### [TASK INSTRUCTIONS]
Format the rows below as a Markdown table with two columns, No. and Line, giving each line its number and omitting blank lines.

### [EXERCISE MATERIAL]
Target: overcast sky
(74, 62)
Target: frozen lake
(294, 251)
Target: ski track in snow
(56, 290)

### [FULL SOLUTION]
| No. | Line |
|---|---|
| 1 | Target: overcast sky |
| 2 | (74, 62) |
| 3 | Target: frozen lake |
| 4 | (294, 251) |
| 5 | Target: ski track in snow |
| 6 | (56, 290) |